▶ _Tareas y ejercicios_
#1 Transcriba del fragmento el pasaje comprendido entre "I. Llegó Jesús" y "las cosas1.", ambos inclusive.
#2 Enumere los puntos que, precedidos de una raya, figuran al comienzo del fragmento.

▶ _Fragmento para leer_
Francisco Fernández-Carvajal 18 de febrero de
2020
@hablarcondios
— La guarda de la
vista.
— En medio del mundo,
sin ser mundanos.
— Un cristiano no
asiste a lugares o espectáculos que desdicen de su condición de discípulo de
Cristo.
I. Llegó Jesús a
Betsaida con sus discípulos, y enseguida le llevaron un ciego para que
lo tocara. El Señor tomó de la mano al ciego y lo sacó fuera de la aldea, y
allí hizo lodo con saliva y lo puso en sus ojos; a continuación le impuso las
manos y le preguntó si veía algo. El ciego, alzando la mirada, dijo: Veo
a los hombres como árboles que andan. Y después de imponerle de nuevo las
manos, el ciego comenzó a ver, de manera que veía con claridad todas
las cosas1.
Las curaciones del Señor solían ser instantáneas.

▶ _Datos extraídos_
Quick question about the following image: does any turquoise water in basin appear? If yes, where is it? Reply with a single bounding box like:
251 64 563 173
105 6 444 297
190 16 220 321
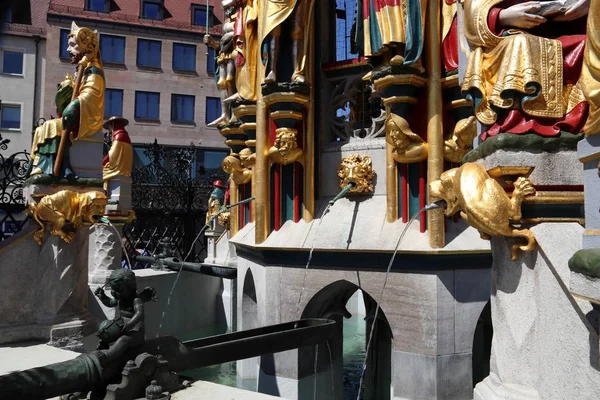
182 317 366 400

▶ _Respuestas esperadas_
#1
I. Llegó Jesús a
Betsaida con sus discípulos, y enseguida le llevaron un ciego para que
lo tocara. El Señor tomó de la mano al ciego y lo sacó fuera de la aldea, y
allí hizo lodo con saliva y lo puso en sus ojos; a continuación le impuso las
manos y le preguntó si veía algo. El ciego, alzando la mirada, dijo: Veo
a los hombres como árboles que andan. Y después de imponerle de nuevo las
manos, el ciego comenzó a ver, de manera que veía con claridad todas
las cosas1.

#2
- La guarda de la vista.
- En medio del mundo, sin ser mundanos.
- Un cristiano no asiste a lugares o espectáculos que desdicen de su condición de discípulo de Cristo.